Start of Input data

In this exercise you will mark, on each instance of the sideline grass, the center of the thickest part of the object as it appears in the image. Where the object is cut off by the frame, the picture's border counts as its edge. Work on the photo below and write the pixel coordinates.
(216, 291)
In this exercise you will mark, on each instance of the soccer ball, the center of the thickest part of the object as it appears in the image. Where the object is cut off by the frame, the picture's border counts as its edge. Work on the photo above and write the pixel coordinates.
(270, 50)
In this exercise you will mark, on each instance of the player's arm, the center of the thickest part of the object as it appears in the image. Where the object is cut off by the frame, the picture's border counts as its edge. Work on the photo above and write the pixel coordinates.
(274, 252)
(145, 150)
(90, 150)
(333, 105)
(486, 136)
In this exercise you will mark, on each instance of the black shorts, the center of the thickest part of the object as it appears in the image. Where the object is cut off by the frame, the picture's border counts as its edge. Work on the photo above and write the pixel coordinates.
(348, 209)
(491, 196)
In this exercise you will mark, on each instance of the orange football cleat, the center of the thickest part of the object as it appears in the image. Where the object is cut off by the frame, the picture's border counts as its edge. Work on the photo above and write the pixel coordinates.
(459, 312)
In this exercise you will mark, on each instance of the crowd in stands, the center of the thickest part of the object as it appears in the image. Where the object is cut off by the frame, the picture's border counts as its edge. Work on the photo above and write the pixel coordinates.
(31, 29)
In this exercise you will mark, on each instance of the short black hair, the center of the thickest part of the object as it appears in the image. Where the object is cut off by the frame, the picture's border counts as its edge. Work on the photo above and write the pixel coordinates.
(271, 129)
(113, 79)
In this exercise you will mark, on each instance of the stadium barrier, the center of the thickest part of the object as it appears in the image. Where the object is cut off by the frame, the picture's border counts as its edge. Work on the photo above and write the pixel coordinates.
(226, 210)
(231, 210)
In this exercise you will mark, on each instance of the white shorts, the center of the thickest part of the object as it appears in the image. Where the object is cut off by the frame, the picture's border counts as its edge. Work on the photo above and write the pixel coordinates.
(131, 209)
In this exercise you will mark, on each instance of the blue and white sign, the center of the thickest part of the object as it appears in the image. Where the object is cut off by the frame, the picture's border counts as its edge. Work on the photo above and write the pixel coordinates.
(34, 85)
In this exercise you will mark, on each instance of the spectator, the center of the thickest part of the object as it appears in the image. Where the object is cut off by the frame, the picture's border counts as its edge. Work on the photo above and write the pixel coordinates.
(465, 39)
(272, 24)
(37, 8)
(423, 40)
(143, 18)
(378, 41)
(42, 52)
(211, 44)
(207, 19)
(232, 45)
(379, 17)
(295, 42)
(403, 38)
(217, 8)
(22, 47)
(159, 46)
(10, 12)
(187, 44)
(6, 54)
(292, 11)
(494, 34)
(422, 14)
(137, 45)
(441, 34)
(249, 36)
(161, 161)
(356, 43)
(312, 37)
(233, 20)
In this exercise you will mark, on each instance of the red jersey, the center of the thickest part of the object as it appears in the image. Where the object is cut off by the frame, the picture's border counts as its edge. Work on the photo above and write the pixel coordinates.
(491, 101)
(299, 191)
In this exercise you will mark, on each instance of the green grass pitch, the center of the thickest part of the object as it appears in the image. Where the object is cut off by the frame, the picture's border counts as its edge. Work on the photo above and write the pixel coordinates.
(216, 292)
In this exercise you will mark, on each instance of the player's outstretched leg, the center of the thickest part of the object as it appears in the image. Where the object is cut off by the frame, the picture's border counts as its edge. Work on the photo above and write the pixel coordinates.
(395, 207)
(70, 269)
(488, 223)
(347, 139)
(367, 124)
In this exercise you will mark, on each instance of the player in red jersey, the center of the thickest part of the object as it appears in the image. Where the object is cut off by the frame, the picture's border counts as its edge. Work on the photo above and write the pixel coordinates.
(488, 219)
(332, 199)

End of Input data

-- Problem to work on --
Every line from above should appear again in the answer, exactly as written.

-- Response --
In this exercise you will mark, on each instance of the sideline grass, the center of the thickest part of the object as it appears in the image. Where the object is cut off by the frame, the picture's border counts as its edge. Work on the photo below and write the pixel coordinates.
(216, 291)
In this exercise you will mark, on each instance of the soccer ball, the center of the thickest part of the object as it appears in the image. Where the object is cut off by the frame, the picture's border counts as its edge. Work on the photo above and write the pixel coordinates.
(270, 50)
In this exercise you will mark, on each instance of the player's arm, the center of the thickest part of the object as it appears in the image. Where the object is cut off by the frame, the picture's border counts as its edge. Work on the photo above and write the pixel coordinates.
(274, 252)
(145, 150)
(90, 150)
(333, 105)
(486, 136)
In this exercise you will mark, on each instance of the black shorts, the center of the thickest part of the object as it appears in the image. Where the object is cut off by the frame, the picture's border counts as its edge. Work on the photo above and write the pixel coordinates.
(348, 209)
(491, 196)
In this exercise you will mark, on each instance of the orange football cleat, the center of the thickest part of the object as it appears in the image. Where the object is cut off by the frame, the picture's border counts as its edge. Work on the photo above and write the pixel coordinates.
(459, 312)
In this exercise you will mark, on each instance of the crowd in stands, the center of the thickest part of the object as it appears in the image. Where the object is cut off by the frame, the picture's border counts as its edge. Work on the photo above and write the pixel coordinates.
(31, 29)
In this exercise you will mark, on each instance of the short black hair, the center of the thickest part of the object as it appears in the image. Where the object is cut off by the frame, the picture's border counts as its edge. Work on the photo above and write the pixel coordinates.
(271, 129)
(113, 79)
In this exercise you will mark, on each instance of the stadium barrier, the center of the thickest part of the object as it appears in the image. Where the object is cut off by the frame, the picture's border counts as its edge. Work on the photo above and write the pixel coordinates.
(226, 210)
(231, 210)
In this exercise you will mark, on each instance of the white shorts, the center of the thickest part of the object as it appears in the image. Where the object is cut off by the frame, the picture's border counts as its edge. Work on the photo above and write the pixel coordinates.
(131, 209)
In this exercise you will mark, on each instance of the blue and white sign, the center of the thickest part of the object as it appears in the image. Where the object is cut off by the frame, the picture's border counts as its edge. Work on the photo above and write the pixel coordinates.
(34, 85)
In this exercise you will mark, on each instance of the spectator, the center of the thickest part of the object as it appears in the image. Where the object is cut off by the frame, the picture's border counts as its edge. Work on the photo above and write the pixel coordinates.
(465, 39)
(272, 24)
(37, 8)
(423, 40)
(143, 18)
(378, 41)
(42, 52)
(211, 44)
(207, 19)
(232, 45)
(379, 17)
(295, 42)
(403, 38)
(217, 8)
(22, 47)
(159, 46)
(10, 12)
(187, 44)
(6, 54)
(292, 11)
(494, 34)
(422, 14)
(137, 45)
(441, 34)
(249, 36)
(161, 161)
(356, 43)
(312, 37)
(233, 20)
In this exercise you will mark, on each instance of the red jersey, the center of the thickest part of the object as it appears in the image. Where the object is cut off by the frame, the picture's border counts as its edge. Work on the photo above and write the pixel coordinates.
(491, 101)
(299, 191)
In this exercise you will mark, on each instance of the green grass pitch, the center of the thickest part of the object as it appears in the image. Where the object is cut off by the frame, the picture's border counts as its edge. Work on the photo above and write the pixel coordinates.
(216, 292)
In this exercise you will mark, on each instance of the player's outstretched leg, the center of the thickest part of the object as it appears in the image. Where the object is cut off by the frame, the picture's border counts as its edge. Work on the photo above and write the pixel coordinates.
(395, 207)
(70, 269)
(488, 223)
(347, 139)
(367, 124)
In this exercise you will mark, on each instance of the player in red jersey, the center of the thickest part of the object as it appears in the image. Where the object is cut off by the frame, the picture's border counts as its edge. Work on the photo above and write the pixel coordinates.
(488, 219)
(332, 199)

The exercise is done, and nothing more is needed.